Exercise details —
Out of the data below, copy every line with the string "durian".

##### Records provided

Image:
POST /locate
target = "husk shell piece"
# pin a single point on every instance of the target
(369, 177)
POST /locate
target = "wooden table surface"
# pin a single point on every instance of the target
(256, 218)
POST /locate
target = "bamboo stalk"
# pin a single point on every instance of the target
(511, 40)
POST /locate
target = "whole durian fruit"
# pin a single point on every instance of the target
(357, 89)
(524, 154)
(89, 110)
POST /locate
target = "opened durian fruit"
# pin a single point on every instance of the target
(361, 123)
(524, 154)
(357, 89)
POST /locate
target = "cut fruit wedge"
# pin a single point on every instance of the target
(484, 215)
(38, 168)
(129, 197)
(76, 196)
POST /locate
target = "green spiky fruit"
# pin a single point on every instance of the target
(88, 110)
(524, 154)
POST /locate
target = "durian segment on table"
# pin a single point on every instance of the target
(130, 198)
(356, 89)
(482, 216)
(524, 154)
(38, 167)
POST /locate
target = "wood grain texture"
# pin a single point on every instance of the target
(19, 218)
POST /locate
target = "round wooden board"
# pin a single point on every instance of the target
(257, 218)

##########
##### Records provided

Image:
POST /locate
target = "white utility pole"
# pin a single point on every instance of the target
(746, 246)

##########

Result for this task —
target = "whole durian fruit"
target = "opened durian fruit"
target = "durian segment on table"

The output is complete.